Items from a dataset
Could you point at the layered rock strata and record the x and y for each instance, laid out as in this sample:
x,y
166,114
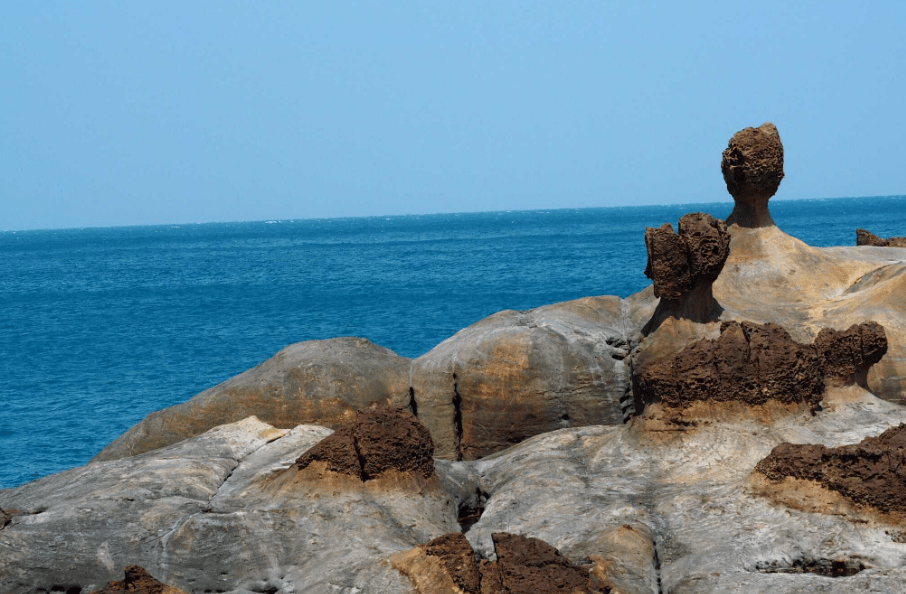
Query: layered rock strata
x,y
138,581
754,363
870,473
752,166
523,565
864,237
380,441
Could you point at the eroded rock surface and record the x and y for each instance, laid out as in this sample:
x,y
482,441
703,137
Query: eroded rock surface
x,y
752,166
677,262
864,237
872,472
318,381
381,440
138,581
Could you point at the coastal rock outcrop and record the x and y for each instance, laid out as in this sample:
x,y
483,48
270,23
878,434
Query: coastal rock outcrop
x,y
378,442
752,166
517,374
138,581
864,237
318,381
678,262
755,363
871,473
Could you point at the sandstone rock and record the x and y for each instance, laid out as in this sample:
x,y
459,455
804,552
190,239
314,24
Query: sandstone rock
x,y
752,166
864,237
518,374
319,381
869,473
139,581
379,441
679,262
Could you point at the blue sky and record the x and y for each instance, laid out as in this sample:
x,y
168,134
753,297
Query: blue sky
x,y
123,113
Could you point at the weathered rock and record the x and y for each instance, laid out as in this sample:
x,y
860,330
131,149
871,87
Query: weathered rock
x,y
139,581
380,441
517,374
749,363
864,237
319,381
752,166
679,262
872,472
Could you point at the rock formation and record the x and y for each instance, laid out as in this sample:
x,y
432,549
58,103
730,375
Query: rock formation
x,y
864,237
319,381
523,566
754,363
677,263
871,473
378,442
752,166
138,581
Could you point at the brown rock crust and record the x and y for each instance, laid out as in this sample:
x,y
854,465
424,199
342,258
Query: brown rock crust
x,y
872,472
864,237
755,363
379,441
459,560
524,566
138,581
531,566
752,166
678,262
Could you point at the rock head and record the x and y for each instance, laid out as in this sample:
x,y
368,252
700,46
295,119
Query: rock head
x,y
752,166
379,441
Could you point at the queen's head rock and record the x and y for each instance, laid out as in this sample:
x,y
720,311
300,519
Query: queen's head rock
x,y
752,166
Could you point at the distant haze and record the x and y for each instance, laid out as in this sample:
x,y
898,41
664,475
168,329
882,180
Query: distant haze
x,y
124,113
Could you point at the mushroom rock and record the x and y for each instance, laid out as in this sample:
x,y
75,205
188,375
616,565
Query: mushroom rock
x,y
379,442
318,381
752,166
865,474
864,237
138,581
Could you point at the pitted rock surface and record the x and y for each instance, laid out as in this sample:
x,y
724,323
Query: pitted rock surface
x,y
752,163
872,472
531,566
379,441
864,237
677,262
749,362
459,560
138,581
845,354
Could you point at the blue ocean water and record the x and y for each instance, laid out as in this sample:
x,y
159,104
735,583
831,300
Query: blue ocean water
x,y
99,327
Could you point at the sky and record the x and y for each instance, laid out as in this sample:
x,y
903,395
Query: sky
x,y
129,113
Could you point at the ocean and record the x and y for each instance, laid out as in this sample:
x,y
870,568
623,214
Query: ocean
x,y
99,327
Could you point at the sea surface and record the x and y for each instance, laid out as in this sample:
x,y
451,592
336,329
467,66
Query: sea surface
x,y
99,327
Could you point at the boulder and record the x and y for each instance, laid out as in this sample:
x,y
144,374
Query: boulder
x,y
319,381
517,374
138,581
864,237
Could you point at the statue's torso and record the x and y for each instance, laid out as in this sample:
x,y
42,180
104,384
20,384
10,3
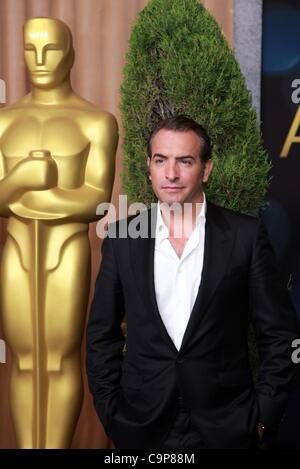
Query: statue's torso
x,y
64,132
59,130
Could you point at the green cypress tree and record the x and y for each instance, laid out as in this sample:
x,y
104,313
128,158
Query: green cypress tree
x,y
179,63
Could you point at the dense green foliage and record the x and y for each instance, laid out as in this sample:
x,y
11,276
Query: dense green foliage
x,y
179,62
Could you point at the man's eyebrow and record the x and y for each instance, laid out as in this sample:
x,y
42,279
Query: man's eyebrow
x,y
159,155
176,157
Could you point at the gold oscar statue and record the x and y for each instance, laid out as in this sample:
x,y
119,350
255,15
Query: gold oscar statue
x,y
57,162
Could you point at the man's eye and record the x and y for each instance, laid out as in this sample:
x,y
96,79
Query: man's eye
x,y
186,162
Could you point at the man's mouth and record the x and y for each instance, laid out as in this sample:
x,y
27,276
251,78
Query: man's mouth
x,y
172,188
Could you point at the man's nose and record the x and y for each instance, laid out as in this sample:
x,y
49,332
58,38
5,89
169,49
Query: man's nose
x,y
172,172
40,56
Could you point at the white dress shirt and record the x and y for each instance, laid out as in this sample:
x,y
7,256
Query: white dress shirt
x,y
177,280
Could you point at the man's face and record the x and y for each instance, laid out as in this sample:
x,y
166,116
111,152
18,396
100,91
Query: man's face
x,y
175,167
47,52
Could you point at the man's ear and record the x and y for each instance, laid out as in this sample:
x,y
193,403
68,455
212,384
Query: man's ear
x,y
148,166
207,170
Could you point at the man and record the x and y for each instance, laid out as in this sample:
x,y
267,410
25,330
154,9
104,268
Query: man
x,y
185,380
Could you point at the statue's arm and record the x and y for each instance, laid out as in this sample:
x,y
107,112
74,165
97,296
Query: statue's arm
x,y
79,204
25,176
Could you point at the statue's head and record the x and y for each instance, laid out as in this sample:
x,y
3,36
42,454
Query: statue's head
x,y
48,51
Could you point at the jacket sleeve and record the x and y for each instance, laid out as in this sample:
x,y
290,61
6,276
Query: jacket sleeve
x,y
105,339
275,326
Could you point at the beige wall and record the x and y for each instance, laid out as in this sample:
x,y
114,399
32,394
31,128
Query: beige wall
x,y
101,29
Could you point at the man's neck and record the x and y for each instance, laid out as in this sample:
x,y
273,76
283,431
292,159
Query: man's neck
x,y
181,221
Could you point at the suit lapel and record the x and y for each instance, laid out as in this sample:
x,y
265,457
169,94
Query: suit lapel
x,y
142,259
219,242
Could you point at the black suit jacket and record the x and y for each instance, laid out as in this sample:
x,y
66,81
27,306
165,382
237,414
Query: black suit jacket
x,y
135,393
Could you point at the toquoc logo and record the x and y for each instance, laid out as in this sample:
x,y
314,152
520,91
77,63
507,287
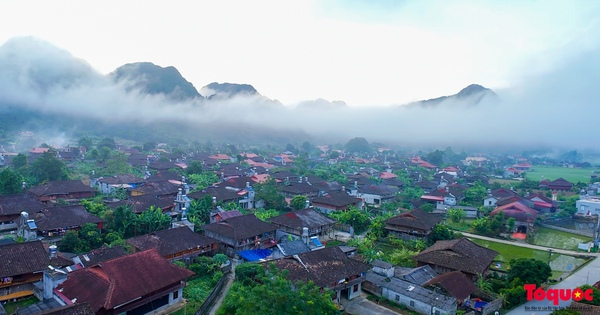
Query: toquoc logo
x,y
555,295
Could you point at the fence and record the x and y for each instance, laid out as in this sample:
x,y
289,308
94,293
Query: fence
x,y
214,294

■ JOB: Reproduce each entry verbatim, excluding any embedded images.

■ WORKED SOLUTION:
Could you point at the layered rock strata and record the x and y for each instance, laid out as in this sample:
x,y
166,114
Query: layered rock strata
x,y
138,581
754,363
870,473
752,166
523,565
864,237
380,441
Could you point at the eroded rock surface and record the x and y for each instance, laid out as in this sample:
x,y
482,441
703,137
Query: eroded rock surface
x,y
752,166
677,262
864,237
872,472
318,381
381,440
138,581
Could you point at the coastal rock outcrop and record the x and y for each instance, laid out as in this sample:
x,y
483,48
270,23
878,434
Query: coastal rock outcrop
x,y
378,442
752,166
517,374
138,581
864,237
318,381
678,262
755,363
871,473
Could you point at the sandstone rock and record the x and y for each instance, laid out as in this sample:
x,y
459,455
804,552
190,239
314,24
Query: sandstone rock
x,y
752,166
864,237
518,374
319,381
869,473
139,581
379,441
679,262
Could you point at the blue sky and record the x and y for each instance, laid out as in this sample:
x,y
168,134
753,297
Query: blue sky
x,y
123,113
Could you point at the weathered rock and record the x and y for each instance, laid out as in this sample:
x,y
860,330
131,149
871,87
Query: weathered rock
x,y
139,581
380,441
517,374
749,363
864,237
319,381
752,166
679,262
872,472
Could you point at the rock formation and record the x and y for each instance, laid out as in this sample:
x,y
432,549
58,103
730,375
Query: rock formation
x,y
864,237
319,381
523,566
754,363
677,263
871,473
378,442
752,166
138,581
Could you point at the brown rock crust and record the x and y for each instance, laid out as in this sample:
x,y
854,465
424,199
342,258
Query: brown rock crust
x,y
872,472
864,237
755,363
379,441
459,560
524,566
138,581
531,566
752,166
678,262
Could you point at the rock head and record the x and y for each instance, laid out as in this sample:
x,y
368,252
700,46
295,119
Query: rock head
x,y
752,166
379,441
Could you point at the queen's head rock and record the x and y for each instance, laid out as in this sample:
x,y
720,311
300,519
Query: queen's head rock
x,y
752,166
Could you point at the distant haze and record the x and y for each instance, laid out as in this sample:
x,y
898,41
664,475
168,329
882,180
Query: distant haze
x,y
124,113
Could you point at the mushroom rock and record the x and y for each instance, laid out as in this sample:
x,y
75,205
188,375
616,565
Query: mushroom rock
x,y
379,442
318,381
752,166
865,474
864,237
138,581
Could you point at the pitted rock surface and record the x and y for each instance, laid out as in this sample:
x,y
724,323
Query: pitted rock surface
x,y
752,163
872,472
531,566
379,441
864,237
677,262
749,362
459,560
138,581
845,354
Could you point at the blue ocean water and record the x and y for each instance, laid out as in this sample:
x,y
159,104
735,583
831,300
Query: blue ocean water
x,y
99,327
Could you point at the sky and record the x and y for each instance, laid out as in this sample:
x,y
903,395
Query: sky
x,y
129,113
Could you point at the ocean and record the x and y for each instance, laid out as in this sample:
x,y
870,568
623,214
Query: ocean
x,y
99,327
Could you point at the sea surface and record the x and y for each instance, laid out as in this sample:
x,y
451,592
336,329
467,66
Query: sea surface
x,y
99,327
Could you point at the boulder and record the x and y for each instance, laid out as in this sample:
x,y
144,374
Query: boulder
x,y
319,381
517,374
138,581
864,237
Could you point at the statue's torso and record the x and y for each instance, laid out as in this sample:
x,y
42,180
104,384
20,384
10,3
Query: statue's torso
x,y
64,132
59,130
Could you point at the green cypress tree and record the x and y for each instance, laid out as in this sample:
x,y
104,313
128,158
Query: green cypress tree
x,y
179,63
Could you point at the dense green foliage and record the x and y for each instance, laid out as in this sample:
x,y
11,276
Query: dense green foliage
x,y
179,62
Could you point at the man's eyebrow and record the x and y for each instance, laid out as in this sample:
x,y
42,279
Query: man's eyebrow
x,y
159,155
176,157
Could you point at the gold oscar statue and record the x and y for each instance, laid out as in this sample:
x,y
119,350
255,15
Query: gold oscar statue
x,y
57,162
Could you point at the man's eye and record the x and y for each instance, laid out as in this sample:
x,y
96,79
Query: man's eye
x,y
186,162
Could you point at the man's mouth and record the x and y for each instance, laid out as in this sample:
x,y
27,276
251,78
Query: man's mouth
x,y
172,188
Could you point at the man's nose and record the x and y for each instance, laid out as in this sample:
x,y
49,332
58,38
5,89
169,49
Query: man's nose
x,y
172,172
40,56
Could you point at the white dress shirt and record the x and y for each instance, laid out as in this sample:
x,y
7,256
Query: white dress shirt
x,y
177,280
Could you point at the man's face and record the x and y for each instance, laid out as in this sample:
x,y
166,116
111,152
18,396
100,91
Query: man's face
x,y
175,167
47,52
Could you point at the man's ear and record the x and y for each instance, laid out as in this sample:
x,y
193,403
68,455
212,384
Query: man's ear
x,y
148,166
207,170
Could you point at the man and record the x and y for each instance, laid out as in this sample:
x,y
267,410
25,330
154,9
104,268
Query: man
x,y
185,380
Could you point at the statue's arm and record the x and y for each instance, laid out as in this sample:
x,y
107,112
74,165
97,296
Query: statue's arm
x,y
79,204
25,176
Could you point at the statue's head and record the x and y for each instance, laid out as in this sample:
x,y
3,36
42,454
Query: statue's head
x,y
48,51
Could you point at the jacket sleeve and record the x and y for each instance, laid out as in this sample:
x,y
290,61
6,276
Query: jacket sleeve
x,y
105,339
275,326
Could you point at the beige wall and record the x and y for each instance, laid out as in this sample:
x,y
114,399
32,394
31,128
Query: beige wall
x,y
101,29
Could you point at the man's neck and record the x and y for each instance, laid out as in this sample:
x,y
273,76
283,431
292,159
Query: man's neck
x,y
181,221
Could you point at the suit lapel and record the x and y for each instance, laid out as in this sample:
x,y
265,457
169,94
Query: suit lapel
x,y
142,259
219,242
Could you point at the black suit jacket and record the x and y for each instance, laid out as in this sample:
x,y
66,81
27,306
165,382
237,414
Query: black suit jacket
x,y
135,393
Could you point at the toquoc logo and record the x and y for each instance, laid out as in this sample:
x,y
314,152
520,91
77,63
507,287
Query: toquoc logo
x,y
555,295
Could you point at the fence and record the x and y for each instance, laid out as in this sample:
x,y
289,308
94,293
Query: fence
x,y
214,294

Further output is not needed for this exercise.